Start Records provided

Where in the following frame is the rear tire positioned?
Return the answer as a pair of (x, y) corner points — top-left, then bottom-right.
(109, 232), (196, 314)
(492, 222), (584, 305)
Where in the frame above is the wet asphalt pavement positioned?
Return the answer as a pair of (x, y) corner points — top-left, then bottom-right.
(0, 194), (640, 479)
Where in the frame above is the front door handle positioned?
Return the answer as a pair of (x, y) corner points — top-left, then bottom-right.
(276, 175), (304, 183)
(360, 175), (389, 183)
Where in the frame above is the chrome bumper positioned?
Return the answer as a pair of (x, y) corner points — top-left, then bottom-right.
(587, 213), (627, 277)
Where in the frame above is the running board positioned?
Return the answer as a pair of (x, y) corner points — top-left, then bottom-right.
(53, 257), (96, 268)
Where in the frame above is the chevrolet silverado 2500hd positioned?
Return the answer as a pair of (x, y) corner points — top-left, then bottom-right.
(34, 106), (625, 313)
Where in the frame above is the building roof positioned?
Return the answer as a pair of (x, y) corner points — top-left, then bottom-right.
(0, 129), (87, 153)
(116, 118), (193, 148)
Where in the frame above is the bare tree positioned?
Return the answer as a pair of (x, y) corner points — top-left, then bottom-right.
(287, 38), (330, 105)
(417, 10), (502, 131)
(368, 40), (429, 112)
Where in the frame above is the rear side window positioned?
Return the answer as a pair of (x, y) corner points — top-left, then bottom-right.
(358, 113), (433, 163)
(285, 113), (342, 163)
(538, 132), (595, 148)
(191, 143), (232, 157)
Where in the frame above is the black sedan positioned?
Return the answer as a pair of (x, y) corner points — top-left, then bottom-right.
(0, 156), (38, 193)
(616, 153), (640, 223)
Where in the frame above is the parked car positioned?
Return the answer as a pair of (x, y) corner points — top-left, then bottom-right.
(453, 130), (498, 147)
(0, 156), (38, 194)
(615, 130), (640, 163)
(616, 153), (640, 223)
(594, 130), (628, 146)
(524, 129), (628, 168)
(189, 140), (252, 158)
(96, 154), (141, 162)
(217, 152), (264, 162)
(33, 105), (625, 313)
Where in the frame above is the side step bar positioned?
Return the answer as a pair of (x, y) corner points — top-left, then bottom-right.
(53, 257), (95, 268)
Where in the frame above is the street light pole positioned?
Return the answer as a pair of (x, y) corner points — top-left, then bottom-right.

End Records provided

Render all of the items above as a numbered list, omitting any blank lines.

- [Correct output]
1. Where in the following frame is the rear tire positioned?
2. Return the answer as a pair of (x, y) corner points — top-left, then bottom-right.
3. (109, 232), (196, 314)
4. (492, 222), (584, 305)
5. Where in the frame above is the wet asphalt pavement positioned?
6. Return the answer as a pair of (x, y) corner points — top-left, then bottom-right.
7. (0, 194), (640, 479)
8. Where in the frame above is the front door handle positioned?
9. Return the answer as a pair of (x, y) corner points — top-left, then bottom-right.
10. (276, 175), (304, 183)
11. (360, 175), (389, 183)
12. Where in the frame above is the chrome bumper positioned?
13. Return the answer as a pair of (x, y) corner points — top-left, then bottom-right.
14. (587, 213), (627, 277)
15. Where in the frame above is the running board positioned?
16. Return the answer as a pair of (x, y) corner points — top-left, then bottom-right.
17. (53, 257), (96, 268)
18. Where in the frame above is the chevrolet silverado 2500hd positioned?
19. Return the answer as a pair of (x, y) corner points — top-left, then bottom-right.
20. (34, 106), (625, 313)
21. Where in the frame above is the building roof positioned?
22. Return the answer as a pair of (x, y) corner points — top-left, then bottom-right.
23. (0, 129), (87, 153)
24. (116, 118), (193, 148)
25. Where in the frame above is the bare tree positioned?
26. Return the answer as a pair of (x, y) corner points — top-left, then bottom-right.
27. (287, 38), (330, 105)
28. (417, 10), (502, 131)
29. (368, 40), (429, 112)
30. Where in the frame above is the rear side window positioned?
31. Return the answer as a pair of (x, y) corner points — top-left, then bottom-right.
32. (358, 113), (433, 163)
33. (285, 113), (342, 163)
34. (538, 132), (595, 148)
35. (191, 143), (232, 157)
36. Where in the frame above is the black sedan positioned?
37. Return the answer as a pair of (x, y) corner points — top-left, then bottom-right.
38. (0, 156), (38, 193)
39. (616, 153), (640, 223)
40. Where in the frame above is the parked car positioned?
41. Return the answer as a pair of (x, y) corner points — top-left, then bottom-right.
42. (453, 130), (498, 147)
43. (0, 156), (38, 194)
44. (615, 130), (640, 163)
45. (616, 153), (640, 223)
46. (594, 130), (628, 146)
47. (524, 129), (628, 168)
48. (189, 140), (252, 158)
49. (96, 154), (141, 162)
50. (217, 152), (264, 162)
51. (33, 105), (625, 313)
52. Where in the frame above is the side step bar positioned?
53. Return the answer as a pair of (x, y) corner points — top-left, then bottom-right.
54. (53, 257), (95, 268)
55. Where in the frame above is the street light pole positioned?
56. Return the answer as a pair of (x, y) corner points — top-left, then bottom-right.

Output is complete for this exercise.